## Challenge:
Turn everything from the line containing "the green tree" down to the end of the rows below into a numbered list, skipping blank lines and leaving out the pictures.

Position annotation rows:
==================================================
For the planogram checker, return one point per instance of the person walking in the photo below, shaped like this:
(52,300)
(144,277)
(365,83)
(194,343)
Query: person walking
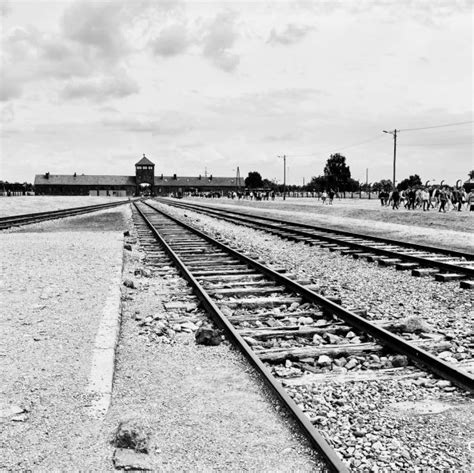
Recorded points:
(443,199)
(395,199)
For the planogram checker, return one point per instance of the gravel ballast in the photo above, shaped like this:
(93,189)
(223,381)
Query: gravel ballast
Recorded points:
(377,424)
(204,407)
(385,293)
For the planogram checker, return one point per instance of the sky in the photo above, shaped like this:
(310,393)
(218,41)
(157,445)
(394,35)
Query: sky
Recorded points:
(91,86)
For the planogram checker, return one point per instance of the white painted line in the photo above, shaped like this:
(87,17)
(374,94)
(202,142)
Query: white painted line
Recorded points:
(103,355)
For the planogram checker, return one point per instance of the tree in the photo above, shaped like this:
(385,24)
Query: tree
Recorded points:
(411,181)
(318,184)
(253,180)
(338,174)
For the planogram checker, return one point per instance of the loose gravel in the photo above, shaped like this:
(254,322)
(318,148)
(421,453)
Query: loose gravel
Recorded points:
(54,284)
(368,421)
(204,407)
(386,294)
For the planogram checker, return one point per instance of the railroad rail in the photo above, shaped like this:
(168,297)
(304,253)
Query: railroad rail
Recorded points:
(227,283)
(26,219)
(444,264)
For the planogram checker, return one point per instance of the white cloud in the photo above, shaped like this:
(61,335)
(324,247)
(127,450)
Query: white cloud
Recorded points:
(169,122)
(171,41)
(219,39)
(99,26)
(10,88)
(102,88)
(5,7)
(7,113)
(290,35)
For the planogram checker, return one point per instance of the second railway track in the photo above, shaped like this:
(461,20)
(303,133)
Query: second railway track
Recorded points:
(421,260)
(281,325)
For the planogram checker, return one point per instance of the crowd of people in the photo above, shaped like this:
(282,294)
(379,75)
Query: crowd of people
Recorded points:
(442,198)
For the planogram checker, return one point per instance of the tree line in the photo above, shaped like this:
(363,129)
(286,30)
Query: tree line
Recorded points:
(337,177)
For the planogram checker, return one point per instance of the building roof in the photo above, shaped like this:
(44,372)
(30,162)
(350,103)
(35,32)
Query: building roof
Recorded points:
(84,180)
(104,180)
(194,181)
(144,161)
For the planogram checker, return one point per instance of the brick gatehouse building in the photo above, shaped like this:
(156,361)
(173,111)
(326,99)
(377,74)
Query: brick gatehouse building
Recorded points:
(143,182)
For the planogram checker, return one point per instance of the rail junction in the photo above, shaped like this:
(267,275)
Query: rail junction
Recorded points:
(444,264)
(242,296)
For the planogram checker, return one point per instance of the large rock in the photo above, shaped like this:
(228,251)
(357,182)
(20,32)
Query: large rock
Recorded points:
(415,325)
(206,335)
(324,360)
(399,361)
(133,435)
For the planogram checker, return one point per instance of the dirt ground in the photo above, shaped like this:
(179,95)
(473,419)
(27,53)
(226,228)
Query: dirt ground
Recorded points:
(453,230)
(19,205)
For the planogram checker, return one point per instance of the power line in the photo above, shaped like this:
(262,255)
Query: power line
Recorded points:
(334,149)
(436,126)
(438,144)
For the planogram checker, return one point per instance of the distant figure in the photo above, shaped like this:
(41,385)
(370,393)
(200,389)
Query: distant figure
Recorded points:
(425,199)
(331,194)
(395,199)
(443,199)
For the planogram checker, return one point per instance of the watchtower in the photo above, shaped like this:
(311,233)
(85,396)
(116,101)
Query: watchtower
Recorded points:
(145,176)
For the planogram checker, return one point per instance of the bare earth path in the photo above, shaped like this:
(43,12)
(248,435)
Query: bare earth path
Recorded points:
(453,229)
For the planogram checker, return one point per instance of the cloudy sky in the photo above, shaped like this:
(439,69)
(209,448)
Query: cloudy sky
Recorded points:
(89,86)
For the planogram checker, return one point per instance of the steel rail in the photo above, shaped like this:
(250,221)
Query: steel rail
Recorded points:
(419,356)
(422,261)
(388,241)
(316,439)
(25,219)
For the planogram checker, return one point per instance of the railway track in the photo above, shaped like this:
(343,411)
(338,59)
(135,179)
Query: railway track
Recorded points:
(26,219)
(422,260)
(281,325)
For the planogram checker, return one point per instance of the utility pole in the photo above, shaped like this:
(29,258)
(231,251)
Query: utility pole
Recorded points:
(394,133)
(284,175)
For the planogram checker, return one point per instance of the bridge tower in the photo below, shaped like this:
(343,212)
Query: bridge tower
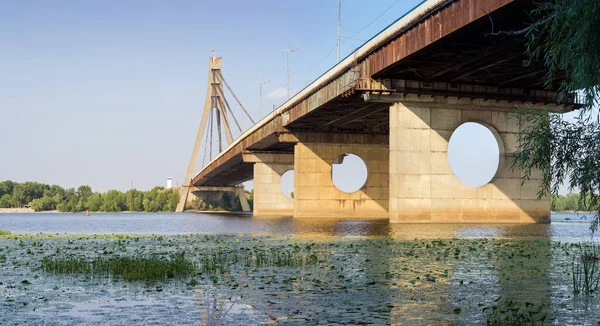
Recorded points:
(214,124)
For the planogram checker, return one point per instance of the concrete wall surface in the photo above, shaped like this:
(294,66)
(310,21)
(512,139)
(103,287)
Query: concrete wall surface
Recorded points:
(317,196)
(423,188)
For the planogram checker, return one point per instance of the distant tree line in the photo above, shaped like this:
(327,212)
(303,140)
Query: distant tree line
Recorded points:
(43,197)
(229,201)
(571,202)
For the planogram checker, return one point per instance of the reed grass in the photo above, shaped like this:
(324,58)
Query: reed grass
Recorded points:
(128,268)
(586,269)
(220,260)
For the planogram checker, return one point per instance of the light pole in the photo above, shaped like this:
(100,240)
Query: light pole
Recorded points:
(260,106)
(287,67)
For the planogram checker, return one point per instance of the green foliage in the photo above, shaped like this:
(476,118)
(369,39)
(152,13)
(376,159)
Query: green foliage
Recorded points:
(134,200)
(512,313)
(25,192)
(570,202)
(566,36)
(42,197)
(94,202)
(5,201)
(229,202)
(586,269)
(147,269)
(6,187)
(83,193)
(113,201)
(43,204)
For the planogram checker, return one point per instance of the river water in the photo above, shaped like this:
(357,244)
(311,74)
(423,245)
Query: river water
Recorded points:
(564,226)
(368,272)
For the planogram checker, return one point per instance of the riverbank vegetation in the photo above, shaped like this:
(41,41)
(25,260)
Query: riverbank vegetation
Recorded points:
(228,202)
(339,280)
(565,36)
(570,203)
(42,197)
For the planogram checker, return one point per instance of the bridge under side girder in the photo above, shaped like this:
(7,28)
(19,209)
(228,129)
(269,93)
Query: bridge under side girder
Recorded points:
(449,51)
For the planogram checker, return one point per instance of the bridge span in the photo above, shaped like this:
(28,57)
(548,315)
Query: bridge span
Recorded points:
(395,102)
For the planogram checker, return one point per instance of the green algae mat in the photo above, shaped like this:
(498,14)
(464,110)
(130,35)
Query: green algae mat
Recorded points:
(198,279)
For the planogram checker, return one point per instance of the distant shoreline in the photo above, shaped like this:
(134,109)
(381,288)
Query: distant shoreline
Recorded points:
(22,211)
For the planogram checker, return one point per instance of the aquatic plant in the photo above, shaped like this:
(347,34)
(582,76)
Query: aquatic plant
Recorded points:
(128,268)
(514,313)
(220,260)
(586,269)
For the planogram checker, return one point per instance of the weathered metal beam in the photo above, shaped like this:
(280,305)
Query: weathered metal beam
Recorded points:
(268,157)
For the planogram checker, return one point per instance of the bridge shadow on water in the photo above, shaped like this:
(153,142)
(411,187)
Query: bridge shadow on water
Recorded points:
(560,229)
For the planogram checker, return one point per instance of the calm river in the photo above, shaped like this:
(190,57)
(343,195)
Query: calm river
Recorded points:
(290,271)
(564,226)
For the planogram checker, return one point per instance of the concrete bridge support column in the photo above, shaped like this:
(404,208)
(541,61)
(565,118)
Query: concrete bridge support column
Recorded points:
(423,187)
(315,193)
(268,169)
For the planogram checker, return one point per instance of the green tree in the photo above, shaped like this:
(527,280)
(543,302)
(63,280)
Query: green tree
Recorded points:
(23,193)
(6,187)
(56,192)
(5,201)
(94,202)
(43,204)
(83,193)
(134,200)
(566,36)
(113,201)
(558,203)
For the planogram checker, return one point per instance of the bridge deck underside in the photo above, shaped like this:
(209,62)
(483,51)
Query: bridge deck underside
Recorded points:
(469,55)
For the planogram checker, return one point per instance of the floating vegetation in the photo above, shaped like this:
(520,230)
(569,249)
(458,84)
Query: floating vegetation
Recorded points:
(513,313)
(220,260)
(128,268)
(586,269)
(240,280)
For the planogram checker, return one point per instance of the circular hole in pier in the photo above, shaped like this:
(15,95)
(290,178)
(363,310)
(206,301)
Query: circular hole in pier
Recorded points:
(474,154)
(349,173)
(287,183)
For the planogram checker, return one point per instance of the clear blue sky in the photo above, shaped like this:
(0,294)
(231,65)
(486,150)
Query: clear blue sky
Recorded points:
(107,92)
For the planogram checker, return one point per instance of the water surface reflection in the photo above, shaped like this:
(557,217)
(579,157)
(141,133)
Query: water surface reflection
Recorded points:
(565,227)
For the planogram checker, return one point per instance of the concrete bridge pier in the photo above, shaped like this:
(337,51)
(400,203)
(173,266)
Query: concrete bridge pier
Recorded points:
(268,169)
(315,194)
(423,188)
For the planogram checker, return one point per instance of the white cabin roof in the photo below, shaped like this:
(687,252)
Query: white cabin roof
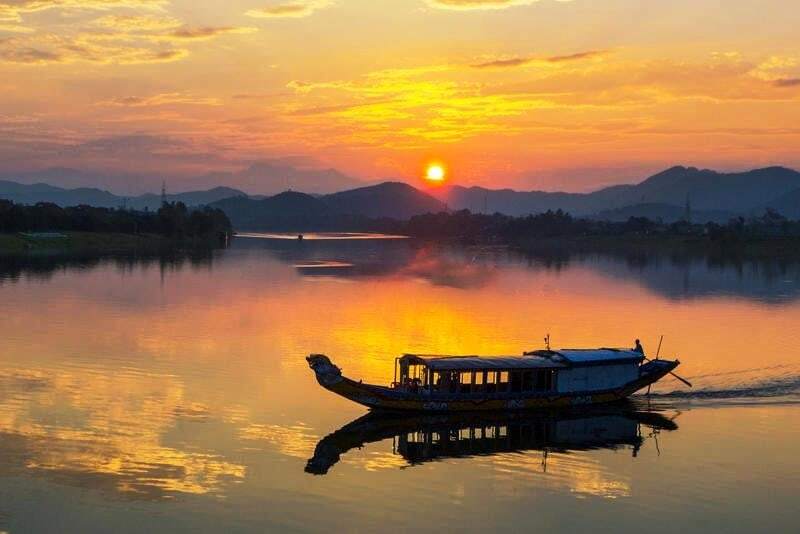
==================================================
## Written answer:
1. For the planogram checker, return one point per instance of the green tree in the photo above, shaped like this:
2. (527,280)
3. (543,302)
4. (63,280)
5. Query: green tree
6. Recorded points:
7. (23,193)
8. (6,187)
9. (56,192)
10. (5,201)
11. (94,202)
12. (43,204)
13. (83,193)
14. (134,200)
15. (566,36)
16. (113,201)
17. (558,203)
18. For the planogram checker, return one point per instance of the bridge deck underside in the photo above, shaped like this:
19. (209,62)
20. (483,51)
21. Query: bridge deck underside
22. Recorded points:
23. (469,55)
24. For the planogram checker, return one point per instance of the floating vegetation in the photo above, shaped like this:
25. (520,230)
26. (569,249)
27. (458,84)
28. Query: floating vegetation
29. Recorded points:
30. (513,313)
31. (220,260)
32. (128,268)
33. (586,269)
34. (240,280)
35. For the planogram checker, return one point per instance of the circular hole in pier in the photo above, shaped like this:
36. (15,95)
37. (290,178)
38. (363,310)
39. (206,301)
40. Query: circular hole in pier
41. Recorded points:
42. (474,154)
43. (349,173)
44. (287,183)
45. For the planogram checker, return one point per instance of the clear blue sky in the photo above, shaped like this:
46. (0,294)
47. (231,65)
48. (486,150)
49. Query: clear blue sky
50. Recorded points:
51. (107,92)
52. For the planogram checker, return one point per instance of the water surface reflection in the photo above, shaped like this:
53. (557,217)
54. (579,157)
55. (141,133)
56. Query: water surface reflection
57. Recorded points:
58. (565,227)
59. For the planogram checker, return one point per instance of the concrete bridge pier in the photo above, shaped like this:
60. (337,51)
61. (400,203)
62. (173,266)
63. Query: concrete bridge pier
64. Recorded points:
65. (268,169)
66. (315,194)
67. (423,188)
68. For the planogram checker, return one point per instance of the white cabin roof in the photo below, shaped like this:
69. (687,252)
70. Query: white cabin roof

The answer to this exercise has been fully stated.